__Set problem__: Please change every "coordinates" in the listing below to "position", leaving everything else as it is.
= = =
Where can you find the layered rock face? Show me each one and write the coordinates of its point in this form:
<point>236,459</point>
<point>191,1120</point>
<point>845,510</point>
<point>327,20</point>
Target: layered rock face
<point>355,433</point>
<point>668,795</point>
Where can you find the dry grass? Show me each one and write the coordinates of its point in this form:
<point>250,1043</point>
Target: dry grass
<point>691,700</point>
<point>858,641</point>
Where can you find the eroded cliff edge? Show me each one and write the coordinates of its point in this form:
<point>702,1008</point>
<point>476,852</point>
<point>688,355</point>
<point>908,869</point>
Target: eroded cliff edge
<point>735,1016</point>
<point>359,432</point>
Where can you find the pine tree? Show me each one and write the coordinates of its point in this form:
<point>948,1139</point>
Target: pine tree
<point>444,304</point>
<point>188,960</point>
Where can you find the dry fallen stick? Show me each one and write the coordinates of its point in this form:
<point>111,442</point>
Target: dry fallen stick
= = =
__The response__:
Where can you find the layered rock face? Show me each one and write the position of its point in this form:
<point>236,459</point>
<point>191,1120</point>
<point>845,510</point>
<point>327,20</point>
Target: layered rock face
<point>355,433</point>
<point>668,795</point>
Where can you find the dry grass? Show me each one and write the position of its point in this form:
<point>250,1043</point>
Target: dry grass
<point>691,700</point>
<point>858,641</point>
Where can you find the eroded cliff edge? Show me each one and write the position of its point in this form:
<point>702,1008</point>
<point>476,852</point>
<point>688,355</point>
<point>908,869</point>
Target: eroded cliff edge
<point>735,1016</point>
<point>359,432</point>
Where can you find the pine tree? Show me each one and write the position of its point in this form:
<point>948,1139</point>
Target: pine tree
<point>444,304</point>
<point>188,960</point>
Where can you find the dry fallen stick? Show me each one and write the position of its point in this form:
<point>111,442</point>
Target: dry fallen stick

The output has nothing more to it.